Look for the word "large" in the data below, and copy every line that holds it.

[Extracted records]
== Segment start ==

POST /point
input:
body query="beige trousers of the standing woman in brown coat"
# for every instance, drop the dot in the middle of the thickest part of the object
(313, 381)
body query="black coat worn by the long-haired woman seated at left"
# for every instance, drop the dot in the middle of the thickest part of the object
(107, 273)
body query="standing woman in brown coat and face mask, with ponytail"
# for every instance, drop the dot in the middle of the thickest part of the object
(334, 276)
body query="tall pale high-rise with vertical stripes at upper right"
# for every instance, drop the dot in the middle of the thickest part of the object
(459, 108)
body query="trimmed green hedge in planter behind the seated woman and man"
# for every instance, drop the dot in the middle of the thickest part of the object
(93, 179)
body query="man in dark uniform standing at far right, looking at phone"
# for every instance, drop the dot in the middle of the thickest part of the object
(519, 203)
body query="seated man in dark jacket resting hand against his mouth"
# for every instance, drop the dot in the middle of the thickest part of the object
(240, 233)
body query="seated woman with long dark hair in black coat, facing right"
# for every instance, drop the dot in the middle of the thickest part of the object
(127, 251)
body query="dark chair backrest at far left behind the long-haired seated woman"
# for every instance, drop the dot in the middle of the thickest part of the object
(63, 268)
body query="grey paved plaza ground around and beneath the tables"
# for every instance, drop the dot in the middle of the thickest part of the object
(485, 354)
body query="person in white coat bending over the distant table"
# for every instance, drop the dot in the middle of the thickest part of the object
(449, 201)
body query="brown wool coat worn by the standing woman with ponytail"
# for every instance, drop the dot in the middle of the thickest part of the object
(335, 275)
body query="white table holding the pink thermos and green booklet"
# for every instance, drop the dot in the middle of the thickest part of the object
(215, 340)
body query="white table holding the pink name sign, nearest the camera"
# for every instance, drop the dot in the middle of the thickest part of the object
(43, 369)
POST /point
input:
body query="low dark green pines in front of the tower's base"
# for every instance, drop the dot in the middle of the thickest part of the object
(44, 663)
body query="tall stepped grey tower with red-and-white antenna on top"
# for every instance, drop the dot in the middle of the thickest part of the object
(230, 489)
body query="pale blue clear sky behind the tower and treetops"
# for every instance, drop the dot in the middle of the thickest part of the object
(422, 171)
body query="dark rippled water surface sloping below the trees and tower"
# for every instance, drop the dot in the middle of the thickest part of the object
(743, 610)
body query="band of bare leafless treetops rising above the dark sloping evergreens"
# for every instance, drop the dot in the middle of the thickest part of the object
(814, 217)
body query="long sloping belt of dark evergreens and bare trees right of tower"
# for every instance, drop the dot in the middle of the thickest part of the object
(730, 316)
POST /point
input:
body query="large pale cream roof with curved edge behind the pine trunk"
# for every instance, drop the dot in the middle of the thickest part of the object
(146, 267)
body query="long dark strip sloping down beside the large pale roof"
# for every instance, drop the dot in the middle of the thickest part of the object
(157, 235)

== Segment end ==

Solution:
body query="large pale cream roof with curved edge behind the pine trunk"
body query="long dark strip sloping down beside the large pale roof"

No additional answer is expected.